-- Material provided --
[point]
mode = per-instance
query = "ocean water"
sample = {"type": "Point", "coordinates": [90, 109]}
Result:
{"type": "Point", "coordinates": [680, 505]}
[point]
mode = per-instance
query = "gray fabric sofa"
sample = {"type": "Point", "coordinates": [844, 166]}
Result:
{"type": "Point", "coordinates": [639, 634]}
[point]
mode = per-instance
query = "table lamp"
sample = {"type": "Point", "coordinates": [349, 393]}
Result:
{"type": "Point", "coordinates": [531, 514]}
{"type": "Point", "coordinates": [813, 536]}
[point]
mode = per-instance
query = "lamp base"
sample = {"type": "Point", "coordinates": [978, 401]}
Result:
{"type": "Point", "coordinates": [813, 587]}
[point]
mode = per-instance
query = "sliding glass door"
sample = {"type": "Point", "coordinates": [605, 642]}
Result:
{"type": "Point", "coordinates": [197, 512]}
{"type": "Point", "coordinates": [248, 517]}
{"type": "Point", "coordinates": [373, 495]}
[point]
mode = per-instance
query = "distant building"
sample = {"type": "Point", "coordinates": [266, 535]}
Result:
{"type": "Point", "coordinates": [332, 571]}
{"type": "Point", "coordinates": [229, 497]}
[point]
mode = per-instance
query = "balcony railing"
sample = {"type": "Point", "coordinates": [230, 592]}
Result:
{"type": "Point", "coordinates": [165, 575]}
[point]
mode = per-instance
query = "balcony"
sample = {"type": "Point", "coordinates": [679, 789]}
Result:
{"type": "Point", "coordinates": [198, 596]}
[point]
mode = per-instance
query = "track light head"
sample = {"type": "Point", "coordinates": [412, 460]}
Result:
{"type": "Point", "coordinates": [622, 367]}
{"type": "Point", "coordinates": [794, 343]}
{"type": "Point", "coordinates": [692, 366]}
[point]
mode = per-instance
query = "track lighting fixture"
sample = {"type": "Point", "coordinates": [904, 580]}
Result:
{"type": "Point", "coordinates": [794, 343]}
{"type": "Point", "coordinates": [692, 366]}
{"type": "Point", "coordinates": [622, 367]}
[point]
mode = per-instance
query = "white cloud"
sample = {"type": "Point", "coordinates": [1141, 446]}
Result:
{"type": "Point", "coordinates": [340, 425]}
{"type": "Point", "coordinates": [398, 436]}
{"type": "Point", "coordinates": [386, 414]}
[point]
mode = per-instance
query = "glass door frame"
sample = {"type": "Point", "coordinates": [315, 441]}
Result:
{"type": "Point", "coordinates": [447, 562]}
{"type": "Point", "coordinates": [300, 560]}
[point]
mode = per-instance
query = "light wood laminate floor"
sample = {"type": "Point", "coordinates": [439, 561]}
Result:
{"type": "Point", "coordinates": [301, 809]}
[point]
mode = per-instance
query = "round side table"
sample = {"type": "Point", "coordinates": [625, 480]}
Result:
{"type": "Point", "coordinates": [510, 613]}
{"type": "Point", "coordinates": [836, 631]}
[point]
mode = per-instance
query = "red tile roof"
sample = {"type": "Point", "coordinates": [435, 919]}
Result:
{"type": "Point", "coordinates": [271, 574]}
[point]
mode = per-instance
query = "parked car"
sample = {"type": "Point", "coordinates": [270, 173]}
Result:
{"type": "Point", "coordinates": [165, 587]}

-- Task to complete --
Your task is to print the whole listing again exactly.

-- Task result --
[point]
mode = per-instance
query = "ocean water"
sample = {"type": "Point", "coordinates": [90, 109]}
Result:
{"type": "Point", "coordinates": [680, 505]}
[point]
mode = per-instance
query = "gray fabric sofa"
sample = {"type": "Point", "coordinates": [844, 166]}
Result:
{"type": "Point", "coordinates": [639, 634]}
[point]
mode = per-instance
query = "table lamp"
sample = {"type": "Point", "coordinates": [349, 393]}
Result:
{"type": "Point", "coordinates": [531, 514]}
{"type": "Point", "coordinates": [813, 536]}
[point]
mode = per-instance
query = "lamp base"
sample = {"type": "Point", "coordinates": [978, 401]}
Result:
{"type": "Point", "coordinates": [813, 587]}
[point]
mode = per-instance
query = "sliding glass door"
sample = {"type": "Point", "coordinates": [605, 642]}
Result:
{"type": "Point", "coordinates": [197, 512]}
{"type": "Point", "coordinates": [248, 517]}
{"type": "Point", "coordinates": [373, 495]}
[point]
mode = per-instance
query = "distant building"
sample = {"type": "Point", "coordinates": [266, 535]}
Result:
{"type": "Point", "coordinates": [332, 571]}
{"type": "Point", "coordinates": [229, 497]}
[point]
mode = per-instance
query = "balcony railing"
sample = {"type": "Point", "coordinates": [230, 592]}
Result:
{"type": "Point", "coordinates": [165, 575]}
[point]
mode = per-instance
query = "balcony"
sample = {"type": "Point", "coordinates": [679, 789]}
Result:
{"type": "Point", "coordinates": [198, 596]}
[point]
mode = per-instance
query = "track light head"
sample = {"type": "Point", "coordinates": [412, 460]}
Result:
{"type": "Point", "coordinates": [622, 367]}
{"type": "Point", "coordinates": [794, 343]}
{"type": "Point", "coordinates": [692, 366]}
[point]
mode = per-instance
query = "track lighting fixture"
sample = {"type": "Point", "coordinates": [904, 580]}
Result:
{"type": "Point", "coordinates": [794, 343]}
{"type": "Point", "coordinates": [692, 366]}
{"type": "Point", "coordinates": [622, 367]}
[point]
mode = per-instance
query = "white cloud"
sample = {"type": "Point", "coordinates": [1141, 446]}
Result:
{"type": "Point", "coordinates": [340, 425]}
{"type": "Point", "coordinates": [398, 436]}
{"type": "Point", "coordinates": [386, 414]}
[point]
mode = per-instance
query = "glass door frame"
sample = {"type": "Point", "coordinates": [315, 441]}
Result:
{"type": "Point", "coordinates": [447, 562]}
{"type": "Point", "coordinates": [300, 560]}
[point]
mode = per-instance
query = "light wood laminate floor"
sample = {"type": "Point", "coordinates": [439, 561]}
Result:
{"type": "Point", "coordinates": [301, 809]}
[point]
mode = per-instance
query = "round side table"
sample = {"type": "Point", "coordinates": [625, 480]}
Result:
{"type": "Point", "coordinates": [510, 613]}
{"type": "Point", "coordinates": [836, 631]}
[point]
mode = per-instance
query = "red tile roof"
sample = {"type": "Point", "coordinates": [435, 919]}
Result:
{"type": "Point", "coordinates": [271, 574]}
[point]
mode = per-instance
query = "parked car"
sample = {"type": "Point", "coordinates": [270, 173]}
Result:
{"type": "Point", "coordinates": [165, 587]}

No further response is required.